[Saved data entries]
○ ○ ○ ○ ○

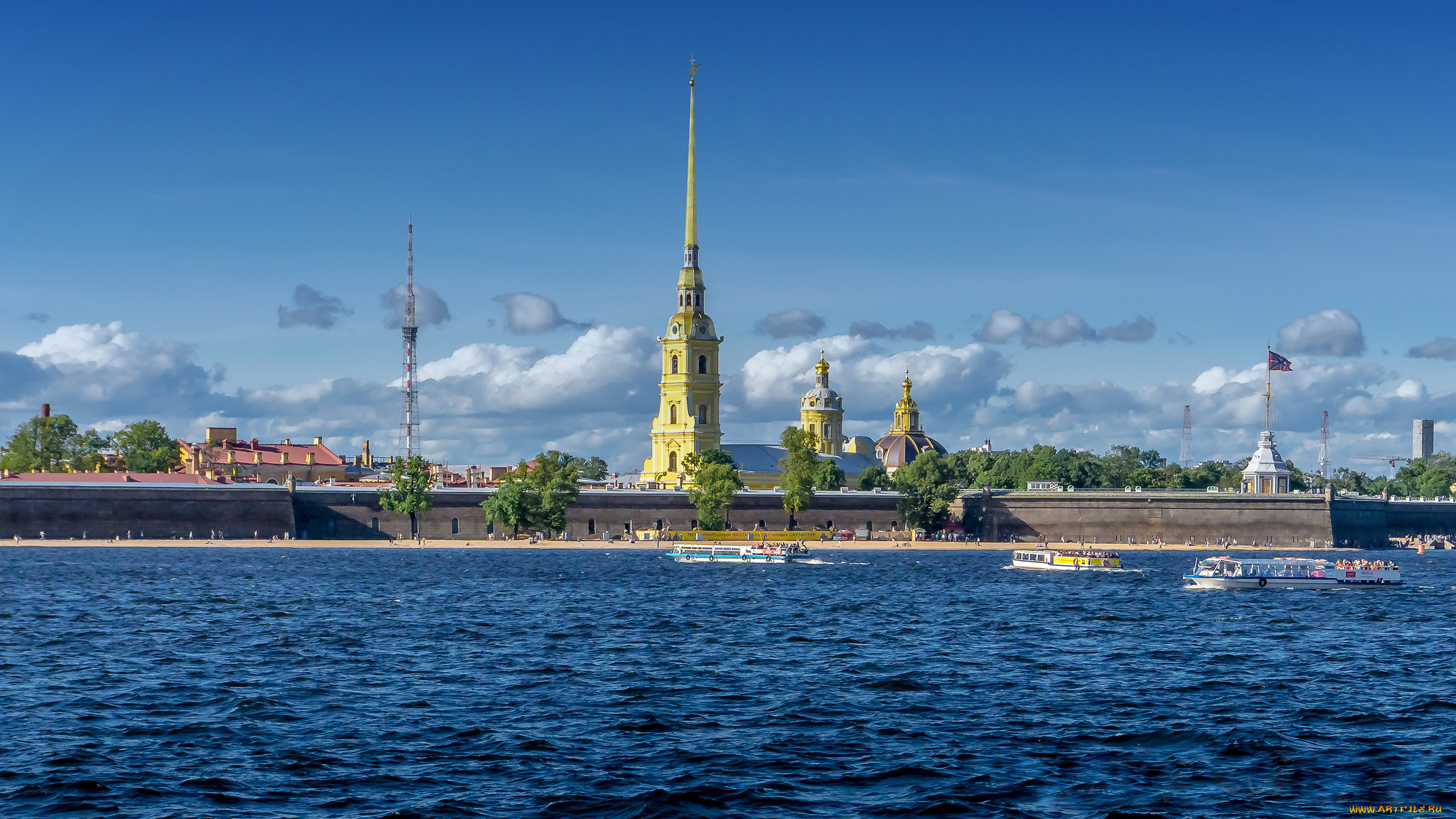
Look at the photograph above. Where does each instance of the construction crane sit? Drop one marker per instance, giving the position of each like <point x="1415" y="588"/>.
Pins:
<point x="1386" y="458"/>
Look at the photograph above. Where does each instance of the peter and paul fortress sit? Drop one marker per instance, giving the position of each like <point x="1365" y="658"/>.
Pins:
<point x="689" y="388"/>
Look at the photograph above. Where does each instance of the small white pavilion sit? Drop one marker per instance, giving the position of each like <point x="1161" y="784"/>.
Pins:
<point x="1265" y="474"/>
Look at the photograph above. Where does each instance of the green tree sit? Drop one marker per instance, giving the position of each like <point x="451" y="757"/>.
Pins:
<point x="510" y="505"/>
<point x="147" y="448"/>
<point x="712" y="491"/>
<point x="829" y="477"/>
<point x="928" y="486"/>
<point x="874" y="477"/>
<point x="554" y="487"/>
<point x="590" y="469"/>
<point x="53" y="445"/>
<point x="800" y="469"/>
<point x="410" y="493"/>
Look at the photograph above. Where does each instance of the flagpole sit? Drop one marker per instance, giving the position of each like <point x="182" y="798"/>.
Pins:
<point x="1268" y="384"/>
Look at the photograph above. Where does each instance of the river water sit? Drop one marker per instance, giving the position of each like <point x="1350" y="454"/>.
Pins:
<point x="479" y="682"/>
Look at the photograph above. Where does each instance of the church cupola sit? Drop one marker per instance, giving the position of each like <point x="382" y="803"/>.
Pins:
<point x="822" y="412"/>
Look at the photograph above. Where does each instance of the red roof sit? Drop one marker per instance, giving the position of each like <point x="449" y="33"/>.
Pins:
<point x="111" y="478"/>
<point x="273" y="452"/>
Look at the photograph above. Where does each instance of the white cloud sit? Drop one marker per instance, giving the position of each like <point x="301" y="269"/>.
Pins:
<point x="430" y="308"/>
<point x="1004" y="326"/>
<point x="1442" y="347"/>
<point x="312" y="308"/>
<point x="1327" y="333"/>
<point x="790" y="324"/>
<point x="529" y="314"/>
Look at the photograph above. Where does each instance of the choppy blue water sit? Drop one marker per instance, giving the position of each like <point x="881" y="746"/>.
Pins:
<point x="451" y="682"/>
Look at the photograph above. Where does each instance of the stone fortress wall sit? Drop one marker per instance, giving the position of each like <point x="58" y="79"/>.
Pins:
<point x="321" y="513"/>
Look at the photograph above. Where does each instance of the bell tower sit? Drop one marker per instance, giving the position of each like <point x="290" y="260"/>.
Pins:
<point x="689" y="388"/>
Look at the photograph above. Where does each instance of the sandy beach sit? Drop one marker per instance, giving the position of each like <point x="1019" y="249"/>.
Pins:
<point x="647" y="545"/>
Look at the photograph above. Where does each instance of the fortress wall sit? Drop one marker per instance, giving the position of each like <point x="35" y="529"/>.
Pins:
<point x="105" y="510"/>
<point x="347" y="513"/>
<point x="1113" y="518"/>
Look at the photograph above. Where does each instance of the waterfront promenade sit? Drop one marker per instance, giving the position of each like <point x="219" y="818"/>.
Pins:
<point x="647" y="545"/>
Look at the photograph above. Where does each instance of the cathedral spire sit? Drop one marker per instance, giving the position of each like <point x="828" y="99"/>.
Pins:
<point x="690" y="229"/>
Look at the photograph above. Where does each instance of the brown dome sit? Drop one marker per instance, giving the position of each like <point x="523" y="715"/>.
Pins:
<point x="899" y="449"/>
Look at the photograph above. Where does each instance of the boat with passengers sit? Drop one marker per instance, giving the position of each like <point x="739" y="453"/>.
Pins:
<point x="1066" y="560"/>
<point x="1293" y="573"/>
<point x="756" y="552"/>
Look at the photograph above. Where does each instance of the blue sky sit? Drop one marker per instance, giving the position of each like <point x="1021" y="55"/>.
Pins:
<point x="1221" y="172"/>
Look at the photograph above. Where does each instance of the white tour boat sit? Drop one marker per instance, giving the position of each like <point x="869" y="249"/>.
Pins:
<point x="1066" y="560"/>
<point x="1293" y="573"/>
<point x="757" y="552"/>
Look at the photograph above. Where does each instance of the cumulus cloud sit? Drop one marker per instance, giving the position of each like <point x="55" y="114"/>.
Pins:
<point x="1327" y="333"/>
<point x="790" y="324"/>
<point x="1443" y="347"/>
<point x="430" y="308"/>
<point x="772" y="381"/>
<point x="312" y="308"/>
<point x="528" y="314"/>
<point x="1004" y="326"/>
<point x="1136" y="331"/>
<point x="915" y="331"/>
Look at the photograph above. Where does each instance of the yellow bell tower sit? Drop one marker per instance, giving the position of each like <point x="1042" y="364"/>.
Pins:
<point x="822" y="412"/>
<point x="687" y="412"/>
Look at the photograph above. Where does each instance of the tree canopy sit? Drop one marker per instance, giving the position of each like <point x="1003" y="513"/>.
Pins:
<point x="147" y="448"/>
<point x="410" y="493"/>
<point x="54" y="445"/>
<point x="536" y="494"/>
<point x="928" y="486"/>
<point x="715" y="486"/>
<point x="800" y="469"/>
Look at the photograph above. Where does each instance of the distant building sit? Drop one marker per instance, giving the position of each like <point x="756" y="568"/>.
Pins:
<point x="1265" y="473"/>
<point x="109" y="478"/>
<point x="1423" y="437"/>
<point x="906" y="439"/>
<point x="225" y="458"/>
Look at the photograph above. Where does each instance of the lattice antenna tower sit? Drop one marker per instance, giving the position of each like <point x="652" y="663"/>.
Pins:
<point x="410" y="385"/>
<point x="1324" y="446"/>
<point x="1186" y="451"/>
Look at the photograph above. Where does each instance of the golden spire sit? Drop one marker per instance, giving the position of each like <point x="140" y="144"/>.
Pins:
<point x="690" y="230"/>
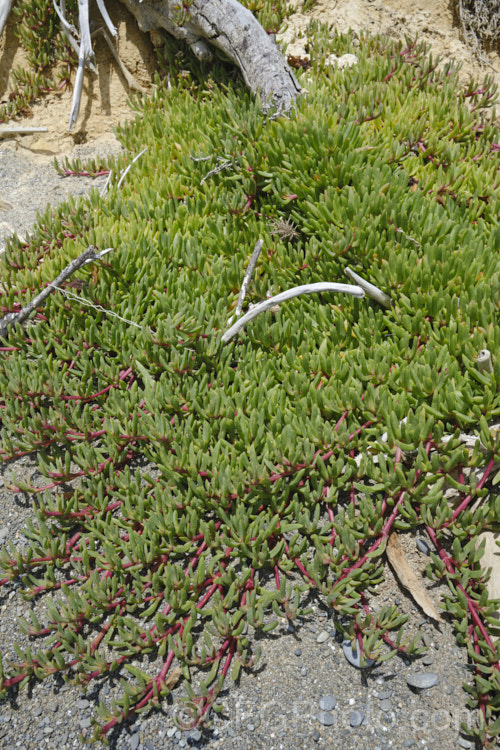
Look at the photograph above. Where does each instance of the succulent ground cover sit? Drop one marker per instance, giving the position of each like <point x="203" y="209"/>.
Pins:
<point x="198" y="492"/>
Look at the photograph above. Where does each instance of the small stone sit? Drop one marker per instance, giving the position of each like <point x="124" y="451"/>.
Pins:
<point x="327" y="702"/>
<point x="353" y="656"/>
<point x="356" y="718"/>
<point x="422" y="546"/>
<point x="422" y="680"/>
<point x="325" y="718"/>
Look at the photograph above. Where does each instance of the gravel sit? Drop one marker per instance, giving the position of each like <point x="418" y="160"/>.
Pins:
<point x="422" y="680"/>
<point x="287" y="702"/>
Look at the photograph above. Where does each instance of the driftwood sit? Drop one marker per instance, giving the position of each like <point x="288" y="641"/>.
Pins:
<point x="11" y="319"/>
<point x="230" y="27"/>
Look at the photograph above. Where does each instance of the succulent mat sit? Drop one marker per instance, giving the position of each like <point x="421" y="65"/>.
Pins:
<point x="197" y="492"/>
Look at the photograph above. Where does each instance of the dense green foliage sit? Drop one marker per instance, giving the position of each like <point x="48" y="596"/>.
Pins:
<point x="195" y="488"/>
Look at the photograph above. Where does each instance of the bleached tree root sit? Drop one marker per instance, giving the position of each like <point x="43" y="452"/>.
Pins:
<point x="230" y="27"/>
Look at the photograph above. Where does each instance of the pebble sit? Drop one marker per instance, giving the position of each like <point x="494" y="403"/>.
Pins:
<point x="422" y="546"/>
<point x="383" y="694"/>
<point x="426" y="639"/>
<point x="327" y="702"/>
<point x="356" y="718"/>
<point x="353" y="656"/>
<point x="325" y="718"/>
<point x="422" y="680"/>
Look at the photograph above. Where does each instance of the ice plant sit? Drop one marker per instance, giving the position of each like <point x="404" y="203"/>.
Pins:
<point x="196" y="491"/>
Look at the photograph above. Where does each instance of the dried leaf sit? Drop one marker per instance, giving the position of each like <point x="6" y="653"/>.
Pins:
<point x="408" y="578"/>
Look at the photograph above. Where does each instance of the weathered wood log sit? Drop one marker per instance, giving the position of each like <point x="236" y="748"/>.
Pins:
<point x="230" y="27"/>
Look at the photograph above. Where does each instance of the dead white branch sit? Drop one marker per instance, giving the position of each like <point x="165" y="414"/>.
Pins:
<point x="11" y="319"/>
<point x="5" y="6"/>
<point x="8" y="131"/>
<point x="248" y="276"/>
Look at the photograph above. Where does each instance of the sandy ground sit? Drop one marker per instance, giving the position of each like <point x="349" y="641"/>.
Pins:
<point x="28" y="182"/>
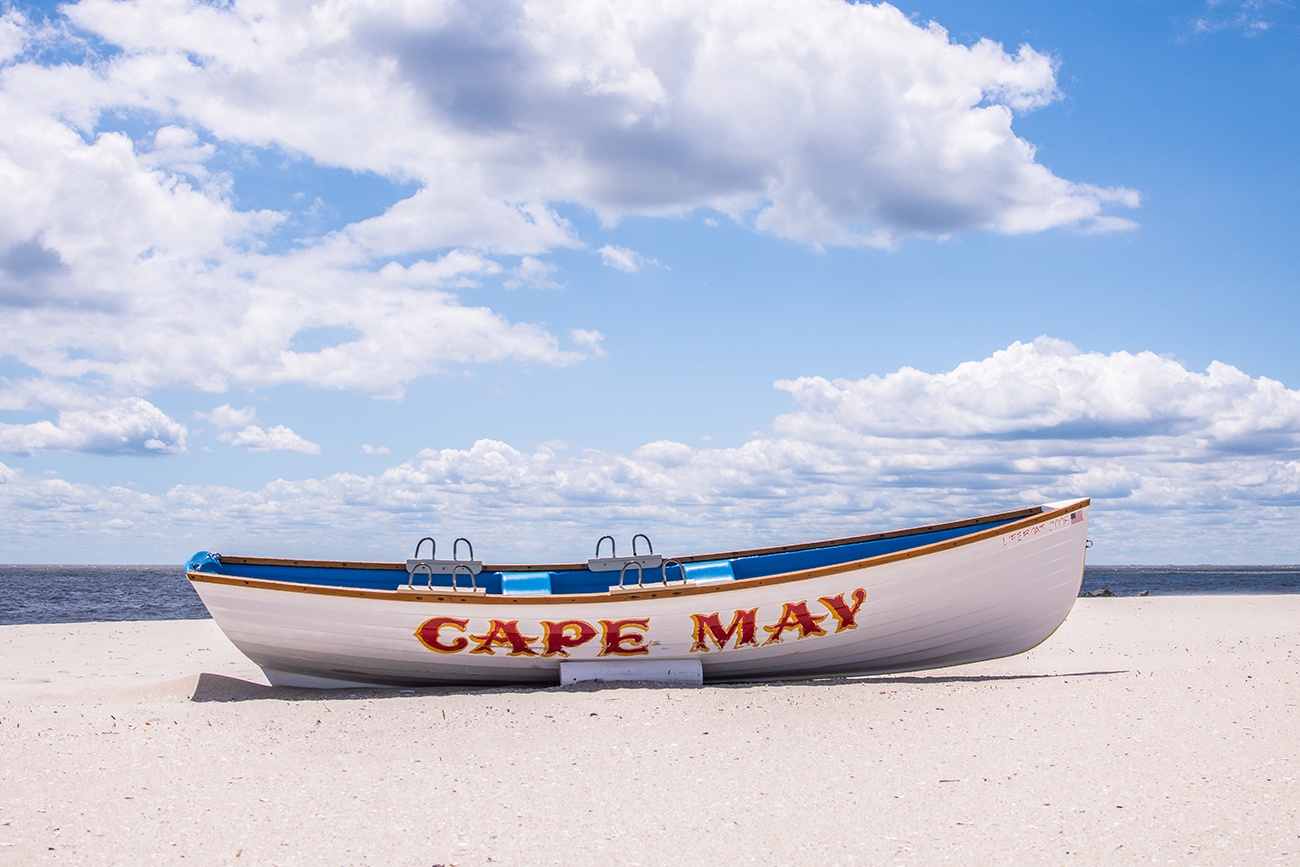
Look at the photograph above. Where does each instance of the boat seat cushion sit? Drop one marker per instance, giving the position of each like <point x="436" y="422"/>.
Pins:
<point x="525" y="584"/>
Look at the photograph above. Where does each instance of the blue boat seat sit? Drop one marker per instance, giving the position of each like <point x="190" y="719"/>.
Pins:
<point x="525" y="584"/>
<point x="710" y="572"/>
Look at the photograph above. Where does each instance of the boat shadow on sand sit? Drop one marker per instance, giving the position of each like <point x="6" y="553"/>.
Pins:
<point x="220" y="688"/>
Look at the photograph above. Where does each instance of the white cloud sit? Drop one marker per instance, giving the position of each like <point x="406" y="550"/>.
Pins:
<point x="130" y="427"/>
<point x="820" y="121"/>
<point x="534" y="273"/>
<point x="589" y="341"/>
<point x="622" y="259"/>
<point x="278" y="438"/>
<point x="1248" y="17"/>
<point x="226" y="416"/>
<point x="238" y="429"/>
<point x="1183" y="467"/>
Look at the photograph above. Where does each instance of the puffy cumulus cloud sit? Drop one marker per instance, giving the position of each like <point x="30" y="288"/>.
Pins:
<point x="278" y="438"/>
<point x="1049" y="389"/>
<point x="623" y="259"/>
<point x="1182" y="467"/>
<point x="238" y="429"/>
<point x="125" y="256"/>
<point x="1248" y="17"/>
<point x="130" y="427"/>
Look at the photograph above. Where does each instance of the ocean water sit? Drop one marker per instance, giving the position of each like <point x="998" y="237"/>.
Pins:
<point x="103" y="593"/>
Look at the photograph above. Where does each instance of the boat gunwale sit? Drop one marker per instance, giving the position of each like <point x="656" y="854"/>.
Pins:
<point x="1022" y="519"/>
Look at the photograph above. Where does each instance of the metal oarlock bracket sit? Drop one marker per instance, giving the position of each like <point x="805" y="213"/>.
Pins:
<point x="615" y="563"/>
<point x="432" y="566"/>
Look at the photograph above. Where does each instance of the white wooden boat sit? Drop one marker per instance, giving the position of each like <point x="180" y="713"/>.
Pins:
<point x="887" y="602"/>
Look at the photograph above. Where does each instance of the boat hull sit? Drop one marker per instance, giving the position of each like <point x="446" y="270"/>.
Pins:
<point x="992" y="594"/>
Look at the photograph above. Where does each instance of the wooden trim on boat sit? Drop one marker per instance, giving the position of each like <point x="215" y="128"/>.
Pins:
<point x="1031" y="517"/>
<point x="692" y="558"/>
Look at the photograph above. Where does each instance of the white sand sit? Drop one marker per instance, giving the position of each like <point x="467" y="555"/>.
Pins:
<point x="1145" y="729"/>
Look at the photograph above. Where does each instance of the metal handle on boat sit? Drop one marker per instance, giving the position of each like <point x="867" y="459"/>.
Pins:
<point x="676" y="563"/>
<point x="623" y="572"/>
<point x="455" y="549"/>
<point x="473" y="582"/>
<point x="417" y="567"/>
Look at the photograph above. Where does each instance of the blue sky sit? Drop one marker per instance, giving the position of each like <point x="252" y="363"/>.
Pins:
<point x="319" y="280"/>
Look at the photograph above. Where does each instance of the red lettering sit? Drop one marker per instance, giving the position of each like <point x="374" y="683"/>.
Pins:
<point x="562" y="634"/>
<point x="624" y="644"/>
<point x="710" y="625"/>
<point x="794" y="615"/>
<point x="429" y="637"/>
<point x="844" y="615"/>
<point x="505" y="633"/>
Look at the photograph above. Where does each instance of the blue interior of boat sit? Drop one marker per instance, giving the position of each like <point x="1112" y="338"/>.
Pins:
<point x="581" y="580"/>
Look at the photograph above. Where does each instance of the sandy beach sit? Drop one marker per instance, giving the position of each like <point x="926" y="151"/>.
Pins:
<point x="1144" y="729"/>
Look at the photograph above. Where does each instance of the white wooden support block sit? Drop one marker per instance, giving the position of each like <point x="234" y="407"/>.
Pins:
<point x="688" y="672"/>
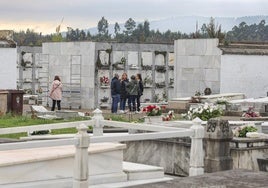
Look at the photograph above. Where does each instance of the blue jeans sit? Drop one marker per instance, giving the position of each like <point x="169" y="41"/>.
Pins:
<point x="115" y="101"/>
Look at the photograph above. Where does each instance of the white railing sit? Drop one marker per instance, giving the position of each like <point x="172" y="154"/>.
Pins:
<point x="82" y="141"/>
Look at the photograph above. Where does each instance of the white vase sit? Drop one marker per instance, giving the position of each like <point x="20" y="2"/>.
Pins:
<point x="153" y="119"/>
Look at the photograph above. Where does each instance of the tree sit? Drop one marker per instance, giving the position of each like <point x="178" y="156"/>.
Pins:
<point x="213" y="31"/>
<point x="130" y="26"/>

○ ○ ○ ○ ○

**Challenge:**
Can you quote, word for word, every line from the one containing "the white vase" through the end of the records?

**Output below:**
Look at the photograph above. Where does each instance of the white vase sit? Drop one marker per instance, giving the position of each like <point x="20" y="2"/>.
Pins:
<point x="153" y="119"/>
Look at the photograph above. Where does each instance of the tree sit? Drop one marker per instance, giving the position of each like <point x="178" y="156"/>.
Pins:
<point x="213" y="31"/>
<point x="130" y="26"/>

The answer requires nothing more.